## ТЕКСТ

Петр Абеляр. Диалог между философом, иудеем и христианином (между 1121—1130 годами)

....Я постиг, что иудеи глупцы, а христиане, так ска­зать, с твоего дозволения, поскольку ты называешь себя христианином, безумцы. Я беседовал долго и с теми и с другими и, так как спор наш не пришел к концу, мы решили представить на твой суд доводы каждой из сторон. Мы знаем, что от тебя не остались сокрытыми ни сила философских доводов, ни твердыни того и другого закона. Ибо христианское исповедание опирается на свой соб­ственный закон, который оно называет Новым заветом, однако так, что не дерзает отвергать и Ветхий и уделяет величайшее внимание чтению того и другого. Нам над­лежало избрать некоего судью для того, чтобы наш спор пришел к концу. И мы не могли отыскать никого, кто не принадлежал бы к одному из этих направлений.

И затем, как бы возливая масло лести и умащивая им главу мою, он тотчас же прибавил: «Итак, поскольку идет молва, что ты выделяешься остротою ума и знанием лю­бого из писаний, постольку ясно, что ты тем более ока­жешься вполне авторитетным в твоем положительном или отрицательном суждении и сможешь опровергнуть возра­жения каждого из нас. Q том же, каковой является ост­рота твоего ума и насколько изобилует сокровищница тво­ей памяти философскими и божественными изречениями, помимо обычных занятий с твоими учениками, в чем, как известно, ты превзошел — и в области философии, и в области богословия —всех магистров, а также твоих учите­лей и самих творцов вновь обретенных знаний, достаточ­но свидетельствует та удивительная книга «Теология»[217], ко­торую зависть не может ни перенести спокойно, ни унич­тожить и которую она своим преследованием только еще более прославила[218].

Тогда я говорю: Я не стремлюсь к такому по­чету, который вы мне оказываете, а именно к тому, что­бы, пренебрегши всеми мудрецами, вы выбрали меня, глупца, своим судьей...

## ЦЕЛЬ ЗАДАНИЯ
Продолжите отрывок из диалога философа, иудея и христианина, начав сразу после его последней фразы.

## ИСХОДНЫЕ ДАННЫЕ
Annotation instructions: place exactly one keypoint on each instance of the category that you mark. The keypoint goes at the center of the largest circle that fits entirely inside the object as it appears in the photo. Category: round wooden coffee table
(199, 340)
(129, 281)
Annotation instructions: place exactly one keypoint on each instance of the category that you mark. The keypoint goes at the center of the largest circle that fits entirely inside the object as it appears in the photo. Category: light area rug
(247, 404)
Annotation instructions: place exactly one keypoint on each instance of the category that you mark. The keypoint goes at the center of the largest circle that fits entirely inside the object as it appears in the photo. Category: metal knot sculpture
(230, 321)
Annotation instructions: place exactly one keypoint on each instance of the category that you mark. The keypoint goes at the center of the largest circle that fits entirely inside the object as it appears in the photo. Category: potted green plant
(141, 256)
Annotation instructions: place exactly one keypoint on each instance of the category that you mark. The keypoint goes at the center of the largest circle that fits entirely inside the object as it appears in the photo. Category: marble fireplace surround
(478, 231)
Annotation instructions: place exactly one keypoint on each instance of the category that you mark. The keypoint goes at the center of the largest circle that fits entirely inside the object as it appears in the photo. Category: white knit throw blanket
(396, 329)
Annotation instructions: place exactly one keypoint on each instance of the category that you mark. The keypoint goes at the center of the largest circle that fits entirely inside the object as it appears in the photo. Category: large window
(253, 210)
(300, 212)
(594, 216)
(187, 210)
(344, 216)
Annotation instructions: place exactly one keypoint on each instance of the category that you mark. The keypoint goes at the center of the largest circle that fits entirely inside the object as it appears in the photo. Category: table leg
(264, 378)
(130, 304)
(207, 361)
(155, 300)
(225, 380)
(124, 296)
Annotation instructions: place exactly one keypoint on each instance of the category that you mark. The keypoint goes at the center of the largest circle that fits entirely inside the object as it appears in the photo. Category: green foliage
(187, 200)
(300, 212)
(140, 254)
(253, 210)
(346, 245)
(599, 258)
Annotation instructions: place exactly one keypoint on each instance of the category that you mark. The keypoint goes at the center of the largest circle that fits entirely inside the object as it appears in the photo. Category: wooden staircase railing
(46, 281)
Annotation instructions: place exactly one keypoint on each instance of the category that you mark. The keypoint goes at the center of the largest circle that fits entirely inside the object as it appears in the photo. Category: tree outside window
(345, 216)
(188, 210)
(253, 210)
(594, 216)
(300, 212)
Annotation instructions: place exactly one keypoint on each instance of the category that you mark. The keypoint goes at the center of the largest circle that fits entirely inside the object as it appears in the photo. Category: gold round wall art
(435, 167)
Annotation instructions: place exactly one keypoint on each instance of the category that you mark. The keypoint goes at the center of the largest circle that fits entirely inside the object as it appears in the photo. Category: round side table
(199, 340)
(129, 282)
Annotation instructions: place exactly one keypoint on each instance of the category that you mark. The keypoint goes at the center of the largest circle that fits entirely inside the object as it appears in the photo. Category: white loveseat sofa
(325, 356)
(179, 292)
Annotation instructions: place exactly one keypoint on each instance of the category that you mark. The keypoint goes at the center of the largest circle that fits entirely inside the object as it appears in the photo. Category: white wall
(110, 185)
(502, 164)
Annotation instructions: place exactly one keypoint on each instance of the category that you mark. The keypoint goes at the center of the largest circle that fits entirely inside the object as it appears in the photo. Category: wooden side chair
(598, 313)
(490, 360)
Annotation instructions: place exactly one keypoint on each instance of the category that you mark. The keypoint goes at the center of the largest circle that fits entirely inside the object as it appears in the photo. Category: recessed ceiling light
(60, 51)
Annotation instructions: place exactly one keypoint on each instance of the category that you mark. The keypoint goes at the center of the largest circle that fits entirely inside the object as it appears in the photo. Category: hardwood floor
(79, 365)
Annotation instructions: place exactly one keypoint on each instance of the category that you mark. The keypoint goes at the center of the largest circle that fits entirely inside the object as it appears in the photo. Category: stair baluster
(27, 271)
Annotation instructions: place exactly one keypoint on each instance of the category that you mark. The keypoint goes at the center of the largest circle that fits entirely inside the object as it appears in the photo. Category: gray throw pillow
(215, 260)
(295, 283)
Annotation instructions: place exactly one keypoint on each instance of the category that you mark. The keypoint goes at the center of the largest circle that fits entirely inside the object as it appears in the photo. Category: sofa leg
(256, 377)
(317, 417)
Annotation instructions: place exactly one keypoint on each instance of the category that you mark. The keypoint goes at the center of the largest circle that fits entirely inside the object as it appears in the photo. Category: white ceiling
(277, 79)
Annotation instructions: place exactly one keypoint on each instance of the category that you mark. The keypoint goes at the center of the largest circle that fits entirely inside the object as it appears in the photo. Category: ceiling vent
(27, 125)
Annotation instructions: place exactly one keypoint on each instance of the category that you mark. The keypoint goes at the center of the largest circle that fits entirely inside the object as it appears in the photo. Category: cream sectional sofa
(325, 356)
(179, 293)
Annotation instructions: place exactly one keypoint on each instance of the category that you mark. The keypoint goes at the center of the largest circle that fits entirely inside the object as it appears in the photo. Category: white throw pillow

* * *

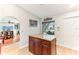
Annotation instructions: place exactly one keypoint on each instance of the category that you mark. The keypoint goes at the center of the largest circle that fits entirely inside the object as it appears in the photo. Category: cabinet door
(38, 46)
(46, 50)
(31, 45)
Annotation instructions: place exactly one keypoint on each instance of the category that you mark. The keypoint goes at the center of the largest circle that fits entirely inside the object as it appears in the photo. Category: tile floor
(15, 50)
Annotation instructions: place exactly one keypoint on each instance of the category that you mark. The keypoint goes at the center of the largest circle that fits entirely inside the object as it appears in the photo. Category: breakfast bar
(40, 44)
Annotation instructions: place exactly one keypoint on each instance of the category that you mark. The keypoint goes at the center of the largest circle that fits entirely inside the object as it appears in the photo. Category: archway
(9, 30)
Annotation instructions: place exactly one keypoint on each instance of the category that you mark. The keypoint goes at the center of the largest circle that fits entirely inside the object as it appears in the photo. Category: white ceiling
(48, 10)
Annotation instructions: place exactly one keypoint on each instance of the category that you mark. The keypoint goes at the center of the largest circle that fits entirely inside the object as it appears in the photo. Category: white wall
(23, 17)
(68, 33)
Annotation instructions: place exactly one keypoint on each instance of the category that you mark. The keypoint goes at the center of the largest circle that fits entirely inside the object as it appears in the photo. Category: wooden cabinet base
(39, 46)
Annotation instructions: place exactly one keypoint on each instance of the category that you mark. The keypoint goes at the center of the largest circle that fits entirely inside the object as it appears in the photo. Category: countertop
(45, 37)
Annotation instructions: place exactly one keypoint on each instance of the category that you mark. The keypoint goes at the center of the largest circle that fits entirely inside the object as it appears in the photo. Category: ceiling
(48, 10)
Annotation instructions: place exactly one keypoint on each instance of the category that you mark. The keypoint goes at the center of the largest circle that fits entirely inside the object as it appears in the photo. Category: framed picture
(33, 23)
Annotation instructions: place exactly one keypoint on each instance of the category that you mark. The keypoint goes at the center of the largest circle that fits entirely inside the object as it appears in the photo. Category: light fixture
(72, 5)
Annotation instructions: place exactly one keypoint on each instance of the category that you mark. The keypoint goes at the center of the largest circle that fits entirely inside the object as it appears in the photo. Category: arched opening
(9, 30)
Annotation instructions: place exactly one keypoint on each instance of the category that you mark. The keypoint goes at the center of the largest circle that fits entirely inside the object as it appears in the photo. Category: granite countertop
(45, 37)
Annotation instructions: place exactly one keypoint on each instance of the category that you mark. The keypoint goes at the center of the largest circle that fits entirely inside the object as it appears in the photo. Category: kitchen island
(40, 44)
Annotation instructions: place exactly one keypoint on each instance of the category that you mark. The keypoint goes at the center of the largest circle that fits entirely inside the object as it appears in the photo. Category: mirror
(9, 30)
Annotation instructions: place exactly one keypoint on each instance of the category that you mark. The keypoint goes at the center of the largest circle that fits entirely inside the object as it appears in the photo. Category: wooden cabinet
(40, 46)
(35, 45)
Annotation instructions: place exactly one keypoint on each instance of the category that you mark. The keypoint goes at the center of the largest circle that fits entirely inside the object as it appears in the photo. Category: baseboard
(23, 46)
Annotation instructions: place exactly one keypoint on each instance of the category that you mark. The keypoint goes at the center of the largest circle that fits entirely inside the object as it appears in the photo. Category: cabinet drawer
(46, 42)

## ОТВЕТ
Однако, так как вы пришли к такому решению по уго­вору и по обоюдному согласию и так как я вижу, что каж­дый из вас в отдельности уверен в своих силах, то наша скромность никоим образом не считает возможным препят­ствовать вашей попытке, в особенности потому, что я, без сомнения, извлеку из нее некое поучение и для себя...

Философ говорит: Мне, который доволь­ствуется естественным законом, являющимся первым, надлежит первому вопрошать других. Я сам собрал вас для того, чтобы спросить о прибавленных позже писаниях. Я говорю о первом законе не только по времени, но и по природе. Конечно, все более простое является, естествен­но, более ранним, чем более сложное. Естественный же закон состоит в нравственном познании, которое мы на­зываем этикой, и заключается только в одних этических доказательствах. Ваши же законы прибавили к ним некие предписания внешних определений, которые нам кажут­ся совершенно излишними и о которых в своем месте нам также надо будет потолковать.

Оба остальные согласились предо­ставить философу в этом поединке первое место.

Тогда он говорит: Итак, прежде всего я спра­шиваю вас одновременно о том, что, как я вижу, отно­сится в равной степени к вам обоим, опирающимся бси-лее всего на написанное, а именно, — привели ли вас к этим направлениям в вере некие доводы разума или же вы следуете здесь только мнению людей и любви к людям вашего рода? Конечно, первое, если это так, следует больше всего одобрить, второе же совершенно отвергнуть. Я думаю, всякий сознательный и разумный человек дол­жен будет признать, что это последнее мое положение является истиной.,. И удивительно, что в то время, как с веками и сменой времен возрастают человеческие зна­ния обо всех сотворенных вещах, в вере же, заблуждения в которой грозят величайшими опасностями, нет никакого движения вперед. Но юноши и старцы как невежествен­ные, так и образованные, утверждают, что они мыслят о вере совершенно одинаково, и тот считается крепчай­шим в вере, кто совершенно не отступает от общего с большинством мнения. А это, разумеется, происходит обязательно, потому что расспрашивать у своих о том, во что должно верить, не позволено никому, как и не по­зволено безнаказанно сомневаться в том, что утверждает­ся всеми. Ибо людям становится стыдно, если их спра­шивают о том, о чем они не в состоянии дать ответа...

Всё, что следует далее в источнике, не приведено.